__EXERCICE__
Recopiez à l'identique tout ce qui va de la ligne contenant « of the pannier » jusqu'à la dernière ligne, ces deux lignes comprises.

__LIGNES AFFICHÉES__
'''

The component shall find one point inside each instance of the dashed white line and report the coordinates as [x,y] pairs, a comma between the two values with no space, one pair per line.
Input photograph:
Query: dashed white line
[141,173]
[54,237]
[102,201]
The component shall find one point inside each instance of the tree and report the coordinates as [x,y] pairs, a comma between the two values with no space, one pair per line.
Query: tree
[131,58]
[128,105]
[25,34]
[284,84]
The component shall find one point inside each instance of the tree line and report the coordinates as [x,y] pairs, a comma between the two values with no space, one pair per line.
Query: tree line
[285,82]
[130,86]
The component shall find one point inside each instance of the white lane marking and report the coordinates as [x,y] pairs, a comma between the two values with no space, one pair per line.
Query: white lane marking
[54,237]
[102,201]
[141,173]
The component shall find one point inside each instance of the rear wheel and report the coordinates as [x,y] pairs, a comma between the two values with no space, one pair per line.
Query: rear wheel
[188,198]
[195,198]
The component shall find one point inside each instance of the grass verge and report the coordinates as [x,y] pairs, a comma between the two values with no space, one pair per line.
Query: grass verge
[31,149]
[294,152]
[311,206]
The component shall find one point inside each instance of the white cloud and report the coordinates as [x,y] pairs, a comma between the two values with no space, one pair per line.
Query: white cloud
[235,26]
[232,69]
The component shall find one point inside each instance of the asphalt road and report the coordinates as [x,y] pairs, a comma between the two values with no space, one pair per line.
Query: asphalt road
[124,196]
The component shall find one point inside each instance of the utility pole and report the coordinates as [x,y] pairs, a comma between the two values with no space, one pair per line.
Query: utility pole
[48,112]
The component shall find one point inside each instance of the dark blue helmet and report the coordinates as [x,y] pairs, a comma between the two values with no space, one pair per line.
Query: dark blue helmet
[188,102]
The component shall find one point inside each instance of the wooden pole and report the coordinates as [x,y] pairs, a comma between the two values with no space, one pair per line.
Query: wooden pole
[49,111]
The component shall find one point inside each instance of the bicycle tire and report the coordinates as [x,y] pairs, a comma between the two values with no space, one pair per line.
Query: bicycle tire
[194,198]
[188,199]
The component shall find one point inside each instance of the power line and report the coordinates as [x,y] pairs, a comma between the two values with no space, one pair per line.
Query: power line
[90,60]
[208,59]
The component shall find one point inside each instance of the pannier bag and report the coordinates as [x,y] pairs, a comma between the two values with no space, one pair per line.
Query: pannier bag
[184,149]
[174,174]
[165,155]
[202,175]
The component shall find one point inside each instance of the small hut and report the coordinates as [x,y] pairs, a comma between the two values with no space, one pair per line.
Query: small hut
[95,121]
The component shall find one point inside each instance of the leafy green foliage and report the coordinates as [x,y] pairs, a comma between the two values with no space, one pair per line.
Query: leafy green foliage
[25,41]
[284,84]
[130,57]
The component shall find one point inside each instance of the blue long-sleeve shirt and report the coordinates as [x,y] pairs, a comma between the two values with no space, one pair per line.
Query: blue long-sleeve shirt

'''

__RÉPONSE FINALE__
The component shall find one point inside each instance of the pannier bag and report the coordinates as [x,y] pairs, a comma between the two values with no space, one pair per line.
Query: pannier bag
[184,149]
[174,174]
[165,155]
[202,175]
The component shall find one point inside each instance of the small hut and report the coordinates as [x,y] pairs, a comma between the two values with no space, one pair per line.
Query: small hut
[95,121]
The component shall find one point inside each instance of the leafy green foliage and report the coordinates as [x,y] pairs, a comma between the two values with no space, one pair per line.
Query: leafy green foliage
[25,41]
[284,84]
[130,57]
The component shall find one point inside each instance of the blue long-sleeve shirt and report the coordinates as [x,y] pairs, a comma between the two values with no space, one pair per line.
Query: blue long-sleeve shirt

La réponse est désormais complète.